_Document extract_
+===+

[llvm] [SPIRV] Addition of matrix multiply accumulate operands (PR #138665)

Tue May 6 04:54:23 PDT 2025

https://github.com/aadeshps-mcw updated https://github.com/llvm/llvm-project/pull/138665

>From 4ad6d5bab3a5a585b908bfbece7a10b05a09b979 Mon Sep 17 00:00:00 2001
From: Aadesh PremKumar <aadesh.premkumar at multicorewareinc.com>
Date: Tue, 6 May 2025 17:23:33 +0530
Subject: [PATCH] --Added matrix multiply accumulate operands for the extension
 SPV_INTEL_subgroup_matrix_multiply_accumulate

---
 .../Target/SPIRV/MCTargetDesc/SPIRVBaseInfo.h |  5 ++
 .../SPIRV/MCTargetDesc/SPIRVInstPrinter.cpp   | 31 ++++++++++
 .../lib/Target/SPIRV/SPIRVSymbolicOperands.td | 38 ++++++++++++
 ...roup_matrix_multiply_accumulate_generic.ll | 58 +++++++++----------
 4 files changed, 103 insertions(+), 29 deletions(-)

+===+

_Exercise instructions_
Continue the SPIR-V patch email from after its last line.

Outline listing
+===+

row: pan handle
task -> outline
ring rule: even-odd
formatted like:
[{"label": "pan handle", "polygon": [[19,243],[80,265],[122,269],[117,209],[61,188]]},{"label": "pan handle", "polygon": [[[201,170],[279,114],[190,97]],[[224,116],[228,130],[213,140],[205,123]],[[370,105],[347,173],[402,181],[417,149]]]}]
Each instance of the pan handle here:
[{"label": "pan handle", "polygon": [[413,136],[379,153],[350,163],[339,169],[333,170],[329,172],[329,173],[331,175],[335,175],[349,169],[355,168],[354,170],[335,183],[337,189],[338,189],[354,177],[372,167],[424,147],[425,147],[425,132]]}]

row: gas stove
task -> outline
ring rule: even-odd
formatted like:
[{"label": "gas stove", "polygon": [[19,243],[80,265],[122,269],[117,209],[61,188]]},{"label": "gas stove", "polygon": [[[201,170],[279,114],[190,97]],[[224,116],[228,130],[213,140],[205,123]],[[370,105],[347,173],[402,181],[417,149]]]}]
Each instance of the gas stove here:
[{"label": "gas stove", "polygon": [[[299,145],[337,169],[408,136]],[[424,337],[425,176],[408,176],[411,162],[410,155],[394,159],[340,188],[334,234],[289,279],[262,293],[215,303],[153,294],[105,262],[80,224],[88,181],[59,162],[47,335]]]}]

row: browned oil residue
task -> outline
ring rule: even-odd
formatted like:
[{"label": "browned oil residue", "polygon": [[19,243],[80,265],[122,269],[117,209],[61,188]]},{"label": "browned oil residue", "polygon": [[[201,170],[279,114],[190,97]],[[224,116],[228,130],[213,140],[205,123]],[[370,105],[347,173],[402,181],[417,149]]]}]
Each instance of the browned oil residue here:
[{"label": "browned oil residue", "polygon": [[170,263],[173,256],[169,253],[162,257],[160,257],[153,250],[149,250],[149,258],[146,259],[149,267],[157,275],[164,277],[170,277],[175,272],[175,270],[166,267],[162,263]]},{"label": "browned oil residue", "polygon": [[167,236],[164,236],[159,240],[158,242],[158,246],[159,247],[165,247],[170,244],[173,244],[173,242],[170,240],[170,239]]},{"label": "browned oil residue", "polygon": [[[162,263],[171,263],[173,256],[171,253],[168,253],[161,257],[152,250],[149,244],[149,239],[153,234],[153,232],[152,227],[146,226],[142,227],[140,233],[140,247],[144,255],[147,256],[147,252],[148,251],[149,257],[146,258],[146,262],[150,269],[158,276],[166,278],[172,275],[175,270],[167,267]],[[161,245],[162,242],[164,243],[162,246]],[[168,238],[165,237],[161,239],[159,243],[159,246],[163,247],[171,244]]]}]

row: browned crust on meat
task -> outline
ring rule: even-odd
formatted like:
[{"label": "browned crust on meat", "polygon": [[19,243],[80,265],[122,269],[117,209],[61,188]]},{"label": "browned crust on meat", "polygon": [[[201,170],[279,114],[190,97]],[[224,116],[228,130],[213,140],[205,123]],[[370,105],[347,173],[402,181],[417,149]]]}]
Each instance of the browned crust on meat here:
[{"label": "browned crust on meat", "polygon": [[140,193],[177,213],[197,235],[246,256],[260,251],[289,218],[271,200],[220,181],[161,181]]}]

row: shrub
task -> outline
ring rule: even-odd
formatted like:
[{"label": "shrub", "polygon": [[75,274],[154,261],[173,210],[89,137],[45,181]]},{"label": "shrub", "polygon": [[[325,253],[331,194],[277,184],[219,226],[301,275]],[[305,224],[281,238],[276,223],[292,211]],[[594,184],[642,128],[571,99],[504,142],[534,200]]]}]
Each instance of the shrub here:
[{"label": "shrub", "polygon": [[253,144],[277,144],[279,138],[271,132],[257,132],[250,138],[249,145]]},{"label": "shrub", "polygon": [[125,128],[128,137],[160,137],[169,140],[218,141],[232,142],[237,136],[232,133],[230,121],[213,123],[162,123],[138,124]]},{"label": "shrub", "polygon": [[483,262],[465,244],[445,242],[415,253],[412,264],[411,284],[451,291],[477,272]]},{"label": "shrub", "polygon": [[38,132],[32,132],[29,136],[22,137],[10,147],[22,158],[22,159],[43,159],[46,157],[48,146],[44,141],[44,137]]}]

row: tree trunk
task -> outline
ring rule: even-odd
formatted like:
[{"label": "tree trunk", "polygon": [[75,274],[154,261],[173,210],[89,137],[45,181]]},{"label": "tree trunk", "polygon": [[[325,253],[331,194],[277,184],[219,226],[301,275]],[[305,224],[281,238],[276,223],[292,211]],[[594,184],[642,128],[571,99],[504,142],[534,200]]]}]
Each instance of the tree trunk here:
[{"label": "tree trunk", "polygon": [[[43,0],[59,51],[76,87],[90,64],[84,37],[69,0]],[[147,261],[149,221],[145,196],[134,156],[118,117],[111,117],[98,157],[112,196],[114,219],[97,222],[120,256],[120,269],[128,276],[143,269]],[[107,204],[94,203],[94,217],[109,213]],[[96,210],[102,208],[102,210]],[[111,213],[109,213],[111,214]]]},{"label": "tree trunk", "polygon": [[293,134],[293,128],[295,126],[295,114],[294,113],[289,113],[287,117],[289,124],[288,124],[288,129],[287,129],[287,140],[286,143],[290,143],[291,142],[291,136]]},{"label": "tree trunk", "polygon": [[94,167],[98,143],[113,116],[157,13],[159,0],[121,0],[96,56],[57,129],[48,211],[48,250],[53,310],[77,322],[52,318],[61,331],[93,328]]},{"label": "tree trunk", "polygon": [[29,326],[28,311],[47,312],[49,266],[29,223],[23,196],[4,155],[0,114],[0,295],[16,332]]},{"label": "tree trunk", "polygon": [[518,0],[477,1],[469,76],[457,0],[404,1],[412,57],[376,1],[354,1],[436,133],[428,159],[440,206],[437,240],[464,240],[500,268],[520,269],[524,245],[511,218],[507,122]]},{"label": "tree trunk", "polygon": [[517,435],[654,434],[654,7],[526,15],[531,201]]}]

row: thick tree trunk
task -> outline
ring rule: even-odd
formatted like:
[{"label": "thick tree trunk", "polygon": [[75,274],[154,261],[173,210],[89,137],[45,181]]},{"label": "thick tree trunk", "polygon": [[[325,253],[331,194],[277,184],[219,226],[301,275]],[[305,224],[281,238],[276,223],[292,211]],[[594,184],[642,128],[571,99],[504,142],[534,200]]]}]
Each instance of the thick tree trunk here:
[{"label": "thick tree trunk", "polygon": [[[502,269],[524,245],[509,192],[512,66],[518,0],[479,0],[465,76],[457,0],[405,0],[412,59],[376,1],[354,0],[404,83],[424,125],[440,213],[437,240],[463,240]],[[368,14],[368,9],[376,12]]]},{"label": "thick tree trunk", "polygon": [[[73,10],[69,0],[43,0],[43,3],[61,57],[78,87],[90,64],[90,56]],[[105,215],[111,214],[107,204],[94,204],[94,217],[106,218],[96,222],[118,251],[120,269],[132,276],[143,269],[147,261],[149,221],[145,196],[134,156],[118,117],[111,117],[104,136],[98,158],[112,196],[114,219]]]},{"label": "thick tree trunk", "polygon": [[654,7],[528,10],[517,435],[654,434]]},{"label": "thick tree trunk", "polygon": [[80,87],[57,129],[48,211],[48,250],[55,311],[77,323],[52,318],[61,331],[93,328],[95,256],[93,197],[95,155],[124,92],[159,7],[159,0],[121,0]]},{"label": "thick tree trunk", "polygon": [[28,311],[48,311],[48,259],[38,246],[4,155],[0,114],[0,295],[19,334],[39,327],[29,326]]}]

+===+

_Output below_
diff --git a/llvm/lib/Target/SPIRV/MCTargetDesc/SPIRVBaseInfo.h b/llvm/lib/Target/SPIRV/MCTargetDesc/SPIRVBaseInfo.h
index d009244a92259..3435e319fc816 100644
--- a/llvm/lib/Target/SPIRV/MCTargetDesc/SPIRVBaseInfo.h
+++ b/llvm/lib/Target/SPIRV/MCTargetDesc/SPIRVBaseInfo.h
@@ -57,6 +57,11 @@ namespace MemoryModel {
 #include "SPIRVGenTables.inc"
 } // namespace MemoryModel
 
+namespace MatrixMultiplyAccumulate {
+#define GET_MatrixMultiplyAccumulate_DECL
+#include "SPIRVGenTables.inc"
+} // namespace MatrixMultiplyAccumulate
+
 namespace ExecutionMode {
 #define GET_ExecutionMode_DECL
 #include "SPIRVGenTables.inc"
diff --git a/llvm/lib/Target/SPIRV/MCTargetDesc/SPIRVInstPrinter.cpp b/llvm/lib/Target/SPIRV/MCTargetDesc/SPIRVInstPrinter.cpp
index b486132077e3b..4688b8dc7dcd0 100644
--- a/llvm/lib/Target/SPIRV/MCTargetDesc/SPIRVInstPrinter.cpp
+++ b/llvm/lib/Target/SPIRV/MCTargetDesc/SPIRVInstPrinter.cpp
@@ -242,6 +242,37 @@ void SPIRVInstPrinter::printInst(const MCInst *MI, uint64_t Address,
           }
           break;
         }
+        case SPIRV::OpSubgroupMatrixMultiplyAccumulateINTEL: {
+          const unsigned NumOps = MI->getNumOperands();
+          if (NumFixedOps == NumOps)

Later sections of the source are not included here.